■ THE PROBLEM ■
Transcribe the records underneath word for word, and leave no line out.

■ THE DATA ■
-- Opening Marker --
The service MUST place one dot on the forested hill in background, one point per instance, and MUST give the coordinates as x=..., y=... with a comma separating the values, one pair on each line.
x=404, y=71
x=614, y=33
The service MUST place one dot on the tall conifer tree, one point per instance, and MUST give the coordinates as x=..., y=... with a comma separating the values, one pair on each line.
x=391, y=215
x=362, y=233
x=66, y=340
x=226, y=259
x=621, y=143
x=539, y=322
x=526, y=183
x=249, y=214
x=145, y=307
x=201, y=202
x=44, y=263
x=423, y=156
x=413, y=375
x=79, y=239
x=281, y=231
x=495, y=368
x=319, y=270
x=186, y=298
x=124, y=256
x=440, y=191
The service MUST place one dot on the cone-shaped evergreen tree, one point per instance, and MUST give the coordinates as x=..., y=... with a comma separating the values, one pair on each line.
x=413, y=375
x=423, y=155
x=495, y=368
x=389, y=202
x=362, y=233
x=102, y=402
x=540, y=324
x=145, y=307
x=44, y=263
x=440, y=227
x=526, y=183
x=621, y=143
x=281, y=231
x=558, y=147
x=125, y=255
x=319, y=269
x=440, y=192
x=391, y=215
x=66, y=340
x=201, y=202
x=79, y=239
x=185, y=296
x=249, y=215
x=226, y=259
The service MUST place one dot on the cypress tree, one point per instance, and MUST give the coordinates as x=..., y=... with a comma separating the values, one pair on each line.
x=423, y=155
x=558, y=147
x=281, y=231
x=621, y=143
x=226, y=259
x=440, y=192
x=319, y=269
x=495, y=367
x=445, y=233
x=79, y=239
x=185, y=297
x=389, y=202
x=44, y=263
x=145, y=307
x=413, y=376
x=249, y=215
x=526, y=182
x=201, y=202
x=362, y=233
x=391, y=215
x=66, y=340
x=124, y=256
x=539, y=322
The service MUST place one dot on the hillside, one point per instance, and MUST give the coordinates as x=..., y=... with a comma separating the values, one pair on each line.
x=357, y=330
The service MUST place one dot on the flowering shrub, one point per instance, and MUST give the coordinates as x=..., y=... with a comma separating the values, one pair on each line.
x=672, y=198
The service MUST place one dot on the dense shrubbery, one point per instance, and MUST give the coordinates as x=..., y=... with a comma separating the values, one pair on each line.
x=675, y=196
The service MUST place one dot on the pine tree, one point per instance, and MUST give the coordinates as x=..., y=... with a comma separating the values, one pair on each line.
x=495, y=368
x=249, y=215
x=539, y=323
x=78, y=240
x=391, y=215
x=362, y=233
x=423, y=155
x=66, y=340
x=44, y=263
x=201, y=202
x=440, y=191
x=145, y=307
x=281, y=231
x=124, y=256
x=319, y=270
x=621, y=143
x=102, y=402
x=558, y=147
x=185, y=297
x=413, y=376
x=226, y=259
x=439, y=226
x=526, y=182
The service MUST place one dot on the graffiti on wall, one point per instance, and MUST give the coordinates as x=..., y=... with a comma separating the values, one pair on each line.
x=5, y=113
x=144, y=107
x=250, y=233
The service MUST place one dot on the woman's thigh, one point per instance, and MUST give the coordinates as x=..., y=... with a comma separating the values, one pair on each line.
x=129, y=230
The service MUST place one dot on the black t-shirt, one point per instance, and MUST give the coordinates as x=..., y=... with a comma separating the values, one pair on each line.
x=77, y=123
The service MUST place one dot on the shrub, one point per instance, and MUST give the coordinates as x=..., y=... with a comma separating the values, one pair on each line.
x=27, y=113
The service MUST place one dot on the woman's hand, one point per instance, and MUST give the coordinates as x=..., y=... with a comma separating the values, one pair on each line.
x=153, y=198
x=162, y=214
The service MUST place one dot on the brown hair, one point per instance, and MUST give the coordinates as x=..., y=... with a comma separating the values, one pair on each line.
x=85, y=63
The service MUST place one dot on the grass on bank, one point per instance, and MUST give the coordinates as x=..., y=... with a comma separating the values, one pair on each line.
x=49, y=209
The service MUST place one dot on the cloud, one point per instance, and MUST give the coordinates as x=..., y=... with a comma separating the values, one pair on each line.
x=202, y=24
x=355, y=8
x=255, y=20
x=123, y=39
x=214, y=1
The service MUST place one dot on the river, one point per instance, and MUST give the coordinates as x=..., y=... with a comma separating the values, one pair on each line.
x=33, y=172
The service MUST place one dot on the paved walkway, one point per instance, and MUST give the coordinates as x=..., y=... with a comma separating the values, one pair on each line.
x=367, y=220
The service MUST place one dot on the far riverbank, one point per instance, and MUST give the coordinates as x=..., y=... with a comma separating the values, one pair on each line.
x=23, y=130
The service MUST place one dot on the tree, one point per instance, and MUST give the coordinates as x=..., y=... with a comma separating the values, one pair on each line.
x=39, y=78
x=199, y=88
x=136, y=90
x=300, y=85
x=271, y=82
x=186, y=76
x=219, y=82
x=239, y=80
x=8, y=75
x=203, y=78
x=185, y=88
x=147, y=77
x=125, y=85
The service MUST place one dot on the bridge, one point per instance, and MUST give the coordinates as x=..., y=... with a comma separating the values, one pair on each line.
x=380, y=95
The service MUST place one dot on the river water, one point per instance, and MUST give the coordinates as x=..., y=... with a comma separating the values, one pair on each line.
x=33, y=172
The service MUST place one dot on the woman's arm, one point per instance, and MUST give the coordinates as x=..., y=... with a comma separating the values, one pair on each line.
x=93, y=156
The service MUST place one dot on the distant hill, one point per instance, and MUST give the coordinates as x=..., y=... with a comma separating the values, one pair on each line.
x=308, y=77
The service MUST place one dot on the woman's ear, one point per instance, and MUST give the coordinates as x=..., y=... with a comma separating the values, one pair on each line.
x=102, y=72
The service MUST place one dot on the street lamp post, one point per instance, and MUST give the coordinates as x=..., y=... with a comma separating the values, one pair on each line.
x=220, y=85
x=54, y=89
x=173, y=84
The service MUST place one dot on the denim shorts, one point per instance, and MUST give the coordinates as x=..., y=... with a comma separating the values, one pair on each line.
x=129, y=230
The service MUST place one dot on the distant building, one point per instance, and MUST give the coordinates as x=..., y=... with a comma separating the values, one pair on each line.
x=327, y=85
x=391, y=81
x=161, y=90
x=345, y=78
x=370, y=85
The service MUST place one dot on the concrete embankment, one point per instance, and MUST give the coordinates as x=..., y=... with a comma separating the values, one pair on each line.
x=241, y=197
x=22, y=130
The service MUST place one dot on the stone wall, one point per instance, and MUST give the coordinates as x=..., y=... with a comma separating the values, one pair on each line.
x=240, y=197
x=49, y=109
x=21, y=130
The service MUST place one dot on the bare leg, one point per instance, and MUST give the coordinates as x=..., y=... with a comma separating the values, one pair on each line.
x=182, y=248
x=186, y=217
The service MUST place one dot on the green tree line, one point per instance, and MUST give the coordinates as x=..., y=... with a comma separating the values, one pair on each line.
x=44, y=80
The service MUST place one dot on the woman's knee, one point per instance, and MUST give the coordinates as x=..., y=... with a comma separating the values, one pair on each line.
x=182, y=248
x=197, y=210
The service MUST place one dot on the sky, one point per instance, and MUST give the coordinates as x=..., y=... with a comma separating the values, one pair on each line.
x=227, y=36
-- Closing Marker --
■ EXERCISE RESULT ■
The service MUST place one dot on the forested hill in background, one point per instance, and MUST give the coordinates as x=..., y=... with a comma separating the values, one pair on each line.
x=404, y=71
x=614, y=33
The service MUST place one dot on the tall conifer tree, one point per instance, and MUST give the coordinates as x=..., y=... with a comma separating the values, one pair on each line.
x=391, y=215
x=362, y=233
x=66, y=340
x=226, y=259
x=621, y=143
x=539, y=322
x=526, y=183
x=249, y=214
x=145, y=307
x=201, y=202
x=44, y=263
x=423, y=156
x=413, y=375
x=79, y=239
x=281, y=231
x=495, y=368
x=319, y=270
x=186, y=298
x=124, y=256
x=440, y=191
The service MUST place one dot on the cone-shaped evergreen tree, one point per instance, and MUST give the coordinates as x=..., y=... with a comma separating the values, one pair on each line.
x=413, y=375
x=423, y=155
x=495, y=368
x=389, y=202
x=362, y=233
x=102, y=402
x=540, y=324
x=145, y=307
x=44, y=263
x=440, y=227
x=526, y=183
x=621, y=143
x=281, y=231
x=558, y=147
x=125, y=255
x=319, y=269
x=440, y=192
x=391, y=215
x=66, y=340
x=201, y=202
x=79, y=239
x=185, y=296
x=249, y=215
x=226, y=259
The service MUST place one dot on the cypress tree, one point per instance, and MUST give the coordinates as x=..., y=... with a comma separating the values, one pair on each line.
x=423, y=155
x=558, y=147
x=281, y=231
x=621, y=143
x=226, y=259
x=440, y=192
x=319, y=269
x=495, y=367
x=445, y=233
x=79, y=239
x=185, y=297
x=389, y=202
x=44, y=263
x=145, y=307
x=413, y=376
x=249, y=215
x=526, y=182
x=201, y=202
x=362, y=233
x=391, y=215
x=66, y=340
x=124, y=256
x=539, y=322
The service MUST place one dot on the hillside, one point per instance, and MUST give the coordinates as x=..., y=... with a comma separating the values, one pair on each line.
x=357, y=330
The service MUST place one dot on the flowering shrub, one point per instance, and MUST give the coordinates as x=..., y=... with a comma separating the values, one pair on each line.
x=672, y=198
The service MUST place one dot on the dense shrubbery, one point per instance, and MUST give the coordinates as x=..., y=... with a comma separating the values, one pair on each line.
x=675, y=196
The service MUST place one dot on the pine tree, one point per instance, and MUST give the coordinates as x=..., y=... with a comma separating the values, one pair on each line.
x=495, y=368
x=249, y=215
x=539, y=323
x=78, y=240
x=391, y=215
x=362, y=233
x=423, y=155
x=66, y=340
x=44, y=263
x=201, y=202
x=440, y=191
x=145, y=307
x=281, y=231
x=124, y=256
x=319, y=270
x=621, y=143
x=102, y=402
x=558, y=147
x=185, y=297
x=413, y=376
x=226, y=259
x=439, y=226
x=526, y=182
The service MUST place one dot on the graffiti on wall, one point per instance, and MUST give the coordinates as x=..., y=... with a comma separating the values, one pair on each line.
x=5, y=113
x=144, y=107
x=250, y=233
The service MUST place one dot on the woman's thigh, one point per instance, and MUST give the coordinates as x=..., y=... with a comma separating the values, one pair on each line.
x=129, y=230
The service MUST place one dot on the black t-shirt, one point per instance, and MUST give the coordinates as x=..., y=... with a comma separating the values, one pair on each line.
x=77, y=123
The service MUST place one dot on the shrub, one point per instance, and MUST give the coordinates as x=..., y=... with a comma separating the values, one pair on each line.
x=27, y=113
The service MUST place one dot on the woman's hand, one point per instance, and MUST give the coordinates as x=..., y=... with a comma separating the values, one pair on each line.
x=153, y=198
x=162, y=214
The service MUST place one dot on the brown hair, one point per instance, and MUST give the coordinates as x=..., y=... with a comma separating the values, one pair on each line.
x=85, y=63
The service MUST place one dot on the grass on bank, one point per instance, and MUST give the coordinates as x=..., y=... with a comma separating the values, one pair on each line.
x=49, y=209
The service MUST place one dot on the cloud, one point per instance, and MUST give the coordinates as x=..., y=... with a comma separating the values, one pair on each line.
x=202, y=24
x=355, y=8
x=255, y=20
x=123, y=39
x=214, y=1
The service MUST place one dot on the river, one point per instance, and MUST give the coordinates as x=..., y=... with a comma separating the values, one pair on each line.
x=33, y=172
The service MUST place one dot on the paved walkway, one point per instance, and MUST give the coordinates as x=..., y=... with a comma separating the values, one pair on each line.
x=367, y=220
The service MUST place one dot on the far riverbank, one point per instance, and MUST give the coordinates as x=..., y=... with a comma separating the values, one pair on each line.
x=23, y=130
The service MUST place one dot on the tree, one point per instance, and MUST give the coordinates as x=..., y=... with a comma separating the values, one pair on each line.
x=39, y=78
x=199, y=88
x=136, y=90
x=300, y=85
x=271, y=82
x=186, y=76
x=219, y=82
x=239, y=80
x=8, y=75
x=203, y=78
x=185, y=88
x=147, y=77
x=125, y=85
The service MUST place one dot on the bridge, one point per instance, and MUST give the coordinates as x=..., y=... with a comma separating the values, one pair on each line.
x=380, y=95
The service MUST place one dot on the river water, one point per instance, and MUST give the coordinates as x=..., y=... with a comma separating the values, one pair on each line.
x=33, y=172
The service MUST place one dot on the woman's arm, one point per instance, and MUST give the coordinates as x=..., y=... with a comma separating the values, one pair on each line.
x=93, y=156
The service MUST place one dot on the distant hill, one point per instance, and MUST give the coordinates as x=..., y=... with a comma separating the values, one pair on each line.
x=308, y=77
The service MUST place one dot on the woman's ear, one point per instance, and MUST give the coordinates as x=..., y=... with a comma separating the values, one pair on each line.
x=102, y=72
The service MUST place one dot on the street lamp post, one point per instance, and MUST give the coordinates as x=..., y=... with a comma separating the values, one pair on each line.
x=220, y=85
x=54, y=89
x=173, y=84
The service MUST place one dot on the denim shorts, one point per instance, and MUST give the coordinates as x=..., y=... with a comma separating the values, one pair on each line.
x=129, y=230
The service MUST place one dot on the distant building, one point per instance, and MUST give the coordinates as x=..., y=... with a comma separating the values, one pair on each line.
x=327, y=85
x=391, y=81
x=161, y=90
x=345, y=78
x=370, y=85
The service MUST place one dot on the concrete embankment, one point per instance, and MUST give the coordinates as x=..., y=... with a comma separating the values, one pair on each line.
x=241, y=197
x=22, y=130
The service MUST place one dot on the stone wall, one point per instance, and MUST give the coordinates as x=..., y=... with a comma separating the values, one pair on each line.
x=240, y=197
x=49, y=109
x=21, y=130
The service MUST place one dot on the bare leg, one point per instance, and MUST give the coordinates as x=..., y=... with a comma separating the values, one pair on each line.
x=182, y=248
x=186, y=217
The service MUST place one dot on the green tree line, one point per instance, and MUST give the coordinates as x=..., y=... with a comma separating the values, one pair on each line.
x=44, y=80
The service MUST place one dot on the woman's knee, one point per instance, and MUST give the coordinates as x=..., y=... with a comma separating the values, one pair on each line.
x=182, y=248
x=197, y=210
The service MUST place one dot on the sky, one point per instance, and MUST give the coordinates as x=..., y=... with a comma separating the values, one pair on each line.
x=227, y=36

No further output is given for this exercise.